YOUR INSTRUCTIONS
Restate each of the lines given below, word for word.

DATASET EXCERPTS
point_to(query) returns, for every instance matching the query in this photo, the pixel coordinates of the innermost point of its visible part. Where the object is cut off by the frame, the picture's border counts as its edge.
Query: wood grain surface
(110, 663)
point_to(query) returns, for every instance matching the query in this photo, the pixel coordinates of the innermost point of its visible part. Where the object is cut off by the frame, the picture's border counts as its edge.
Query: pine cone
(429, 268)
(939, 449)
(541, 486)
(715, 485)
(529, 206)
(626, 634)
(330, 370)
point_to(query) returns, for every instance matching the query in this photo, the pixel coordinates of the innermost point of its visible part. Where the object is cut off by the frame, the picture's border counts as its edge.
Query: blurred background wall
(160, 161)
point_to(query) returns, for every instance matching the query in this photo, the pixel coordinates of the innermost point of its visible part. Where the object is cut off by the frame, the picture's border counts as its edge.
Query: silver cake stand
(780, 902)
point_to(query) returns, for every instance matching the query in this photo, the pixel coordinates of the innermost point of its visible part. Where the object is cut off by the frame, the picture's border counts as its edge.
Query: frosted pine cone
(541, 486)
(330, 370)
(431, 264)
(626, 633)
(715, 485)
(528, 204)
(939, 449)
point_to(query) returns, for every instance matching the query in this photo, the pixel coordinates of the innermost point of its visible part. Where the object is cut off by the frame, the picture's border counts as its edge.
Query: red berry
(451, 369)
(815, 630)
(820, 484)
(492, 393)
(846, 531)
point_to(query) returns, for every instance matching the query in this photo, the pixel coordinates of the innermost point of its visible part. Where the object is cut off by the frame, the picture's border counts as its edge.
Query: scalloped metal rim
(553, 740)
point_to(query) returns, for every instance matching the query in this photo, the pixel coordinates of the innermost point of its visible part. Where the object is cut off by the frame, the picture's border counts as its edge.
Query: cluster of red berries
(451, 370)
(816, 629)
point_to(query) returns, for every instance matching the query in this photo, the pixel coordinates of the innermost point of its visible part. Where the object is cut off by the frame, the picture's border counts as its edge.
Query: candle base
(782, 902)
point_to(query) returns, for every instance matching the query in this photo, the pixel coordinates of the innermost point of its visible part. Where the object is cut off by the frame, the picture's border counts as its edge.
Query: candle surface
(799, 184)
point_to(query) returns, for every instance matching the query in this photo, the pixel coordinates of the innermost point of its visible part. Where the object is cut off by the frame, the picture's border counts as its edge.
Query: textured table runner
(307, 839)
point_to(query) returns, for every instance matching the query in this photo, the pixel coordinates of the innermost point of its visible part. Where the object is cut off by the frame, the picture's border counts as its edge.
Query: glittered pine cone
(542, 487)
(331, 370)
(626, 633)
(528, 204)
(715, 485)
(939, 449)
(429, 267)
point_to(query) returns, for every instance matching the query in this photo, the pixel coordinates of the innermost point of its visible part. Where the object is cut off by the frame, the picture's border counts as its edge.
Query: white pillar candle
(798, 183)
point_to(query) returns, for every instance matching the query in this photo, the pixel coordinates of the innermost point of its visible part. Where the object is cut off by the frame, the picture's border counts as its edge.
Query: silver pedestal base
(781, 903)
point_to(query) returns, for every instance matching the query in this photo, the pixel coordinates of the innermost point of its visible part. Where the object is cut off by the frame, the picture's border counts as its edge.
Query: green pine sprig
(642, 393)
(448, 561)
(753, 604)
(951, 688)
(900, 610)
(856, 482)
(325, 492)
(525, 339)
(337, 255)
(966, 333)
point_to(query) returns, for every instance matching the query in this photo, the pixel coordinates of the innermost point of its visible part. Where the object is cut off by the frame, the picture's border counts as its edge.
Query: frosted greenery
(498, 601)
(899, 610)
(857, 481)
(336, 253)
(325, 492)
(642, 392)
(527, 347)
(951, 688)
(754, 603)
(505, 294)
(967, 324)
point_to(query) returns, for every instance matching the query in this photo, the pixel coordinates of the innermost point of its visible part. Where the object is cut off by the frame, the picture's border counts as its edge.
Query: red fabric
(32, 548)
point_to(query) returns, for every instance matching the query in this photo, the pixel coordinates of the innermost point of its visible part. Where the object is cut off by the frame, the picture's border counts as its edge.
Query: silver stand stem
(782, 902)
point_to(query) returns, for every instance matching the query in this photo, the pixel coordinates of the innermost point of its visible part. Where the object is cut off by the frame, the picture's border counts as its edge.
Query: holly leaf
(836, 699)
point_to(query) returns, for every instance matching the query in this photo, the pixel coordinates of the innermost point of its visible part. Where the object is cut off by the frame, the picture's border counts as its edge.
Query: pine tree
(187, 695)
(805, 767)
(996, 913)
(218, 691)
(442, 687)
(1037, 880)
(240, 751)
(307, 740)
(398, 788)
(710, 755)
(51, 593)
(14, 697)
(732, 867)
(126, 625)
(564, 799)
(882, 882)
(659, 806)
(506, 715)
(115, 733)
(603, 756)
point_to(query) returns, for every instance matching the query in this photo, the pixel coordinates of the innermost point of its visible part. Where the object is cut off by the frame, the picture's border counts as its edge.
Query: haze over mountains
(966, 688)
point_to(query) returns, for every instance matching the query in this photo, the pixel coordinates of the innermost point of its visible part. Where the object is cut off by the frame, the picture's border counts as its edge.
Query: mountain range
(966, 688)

ANSWER TO THIS EXERCISE
point_to(query) returns, for every instance matching the query in this photo, the pixel coordinates of the innermost point of its visible part. Where the object is cut off by the frame, the picture's border counts as its edge.
Query: wood grain surface
(110, 663)
point_to(query) returns, for every instance matching the query in this photo, the pixel coordinates of the innermost point of its visible part. Where the object is cut off by the frame, the picture's border counts as its edge.
Query: pine cone
(429, 268)
(939, 449)
(541, 486)
(715, 485)
(529, 206)
(626, 634)
(330, 370)
point_to(query) returns, for every instance matching the query in this photo, the pixel coordinates of the innermost point of its visible part. Where the object is cut off by the frame, the picture's border counts as its edge.
Query: blurred background wall
(160, 161)
point_to(query) returns, for every instance matching the query in this photo, the pixel coordinates of the innermost point of its visible part. Where the object is cut off by the frame, the picture's border counts as its edge.
Query: silver cake stand
(780, 902)
point_to(query) returns, for every instance matching the query in this photo, the pixel coordinates of the innermost point of its visible part. Where the object is cut off by the frame, the picture's border counts as its edge.
Query: frosted pine cone
(541, 486)
(330, 370)
(431, 264)
(626, 633)
(715, 485)
(528, 204)
(939, 449)
point_to(query) returns, for every instance matching the query in this photo, the pixel coordinates of the innermost point of its visible part. Where the object is cut off by the frame, the picture's border counts as its edge.
Query: red berry
(451, 369)
(815, 630)
(820, 484)
(492, 393)
(846, 531)
point_to(query) returns, for every instance matching the query in this photo, the pixel coordinates of the innermost point of its visible part. Where the object is cut off by the frame, the picture's border counts as its edge.
Query: scalloped metal rim
(553, 740)
point_to(query) returns, for every instance matching the query in this photo, the pixel coordinates of the innermost point of its visible part. Where the object is cut off by the frame, the picture's border counts as its edge.
Query: cluster of red berries
(451, 370)
(816, 629)
point_to(query) returns, for every instance matching the query in this photo, the pixel coordinates of the innermost point of its visible part. Where the object is cut off by the frame, the picture's border counts as its edge.
Query: candle base
(782, 902)
point_to(query) returns, for every instance matching the query in this photo, the pixel coordinates of the innermost point of its visible part. Where the object is cut off by the frame, the picture's border counts as its edge.
Query: candle surface
(799, 184)
point_to(query) returns, for every instance matching the query in this photo, the pixel coordinates of the innermost point of its visible part. Where the object is cut off by the frame, the picture's border counts as its edge.
Query: textured table runner
(307, 839)
point_to(query) returns, for every instance matching the query in this photo, the pixel coordinates of the innermost point of its visible part. Where the object is cut off by the frame, the picture's border counts as its edge.
Query: glittered pine cone
(542, 487)
(331, 370)
(626, 633)
(528, 204)
(715, 485)
(939, 449)
(429, 267)
point_to(query) returns, for every instance matching the query in this photo, the pixel coordinates of the innermost point of its visible part. Where the object is cut off by the frame, the picture's border counts as its edge.
Query: white pillar candle
(798, 183)
point_to(query) returns, for every instance matching the query in this photo, the pixel coordinates of the innermost point of its visible part. Where the object is cut off by the frame, the picture's border counts as its edge.
Query: silver pedestal base
(781, 903)
point_to(query) returns, for every instance matching the query in this photo, the pixel coordinates of the innermost point of its visible part. Where the object is cut off by the frame, the picture's border counts as its edge.
Query: green pine sprig
(642, 393)
(448, 561)
(753, 604)
(951, 688)
(900, 610)
(856, 482)
(325, 492)
(525, 339)
(337, 255)
(966, 333)
point_to(query) returns, for every instance matching the query in this photo, the pixel coordinates of the innermost point of its visible part. Where the object is cut off by the frame, the picture's border counts as its edge.
Query: frosted greenery
(498, 601)
(899, 610)
(857, 481)
(336, 253)
(325, 492)
(642, 392)
(527, 347)
(951, 688)
(754, 603)
(505, 294)
(967, 324)
point_to(query) returns, for every instance matching the query in this photo, the pixel coordinates of the innermost point of its visible part. Where the object is cut off by the frame, the picture's border counts as its edge.
Query: red fabric
(32, 548)
point_to(query) returns, for every instance matching the query in this photo, the pixel coordinates of the innermost point of its visible part. Where the object is cut off by the frame, the picture's border counts as its edge.
Query: silver stand stem
(782, 902)
point_to(query) returns, for every instance matching the query in this photo, the pixel coordinates of the innermost point of its visible part. Where the object is cut off by the frame, the picture's border counts as its edge.
Query: holly leaf
(836, 699)
point_to(query) returns, for every instance matching the query in this photo, the pixel coordinates of the innermost point of its visible part. Where the object is cut off by the frame, the picture's border counts as its edge.
Query: pine tree
(187, 695)
(805, 767)
(996, 913)
(218, 691)
(442, 687)
(1037, 880)
(240, 751)
(307, 740)
(398, 788)
(710, 755)
(51, 593)
(14, 697)
(732, 867)
(126, 625)
(564, 799)
(882, 882)
(659, 806)
(506, 715)
(115, 733)
(603, 756)
point_to(query) returns, for every instance matching the query in this photo, the pixel coordinates of the innermost point of its visible part. Where the object is cut off by the frame, the picture's border counts as its edge.
Query: haze over mountains
(966, 688)
point_to(query) returns, for every instance matching the query in this photo, the pixel coordinates of the innermost point of its visible part. Where the object is cut off by the frame, the picture's border counts as its edge.
Query: mountain range
(966, 688)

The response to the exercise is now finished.